JOB:
Reproduce the data word for word, starting at the line that contains "Point out every instance of the street" and ending at the final line of the data.

..........

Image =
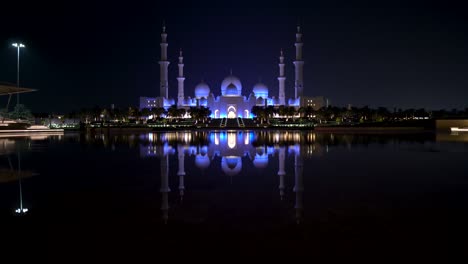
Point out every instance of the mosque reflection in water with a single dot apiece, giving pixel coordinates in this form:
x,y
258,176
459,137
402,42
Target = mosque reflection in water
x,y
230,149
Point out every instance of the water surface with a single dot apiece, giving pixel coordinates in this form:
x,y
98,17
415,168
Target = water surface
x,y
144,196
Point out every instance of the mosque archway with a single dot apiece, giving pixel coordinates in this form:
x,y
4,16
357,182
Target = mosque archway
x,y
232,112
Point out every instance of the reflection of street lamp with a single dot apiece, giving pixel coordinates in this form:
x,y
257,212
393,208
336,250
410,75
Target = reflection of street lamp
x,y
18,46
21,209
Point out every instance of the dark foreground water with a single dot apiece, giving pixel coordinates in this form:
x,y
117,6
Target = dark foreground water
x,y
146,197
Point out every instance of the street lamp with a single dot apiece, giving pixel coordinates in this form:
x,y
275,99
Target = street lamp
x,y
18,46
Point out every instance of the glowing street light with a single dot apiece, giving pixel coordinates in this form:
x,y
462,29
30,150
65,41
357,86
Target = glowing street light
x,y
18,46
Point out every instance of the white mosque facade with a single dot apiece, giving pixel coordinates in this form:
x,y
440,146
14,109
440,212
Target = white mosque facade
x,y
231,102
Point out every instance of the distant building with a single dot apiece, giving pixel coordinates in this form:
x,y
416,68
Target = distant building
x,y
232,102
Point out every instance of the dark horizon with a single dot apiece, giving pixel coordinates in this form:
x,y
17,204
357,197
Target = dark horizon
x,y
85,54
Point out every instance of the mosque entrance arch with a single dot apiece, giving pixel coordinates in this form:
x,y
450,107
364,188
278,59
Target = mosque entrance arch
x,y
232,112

..........

REPLY:
Point out every instance of the street lamp with a single dot apiece, giving pixel coordinates in this form:
x,y
275,99
Target = street lamp
x,y
18,46
Point out every instance of the glowing street light with a single dot apiece, giving pixel coordinates in this form:
x,y
462,29
30,150
65,41
357,86
Target = glowing street light
x,y
18,46
Point out every instance of the white mosque facade with a single dot apiece, giving pixel coordinates in this form:
x,y
440,146
14,109
440,212
Target = white mosque facade
x,y
231,102
Point out every instance of the distant building with a single dot apiece, giving pixel coordinates in this form:
x,y
416,68
Target = distant building
x,y
232,102
Point out every instance of the dark horizon with a single dot apiece, giving pixel coordinates in this form:
x,y
17,204
357,197
Target = dark horizon
x,y
85,54
Point out every instance of the mosque entrance arch with a single dot apiece, giving pixel coordinates in this form:
x,y
450,107
364,188
278,59
Target = mosque entrance arch
x,y
232,112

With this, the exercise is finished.